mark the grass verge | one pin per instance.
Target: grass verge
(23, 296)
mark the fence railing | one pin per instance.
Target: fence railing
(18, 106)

####

## YOUR TASK:
Whenever "instance" shows up in a line of the listing, copy that whole line.

## ANSWER SPACE:
mark the grass verge | one pin per instance.
mark the fence railing | one pin per instance.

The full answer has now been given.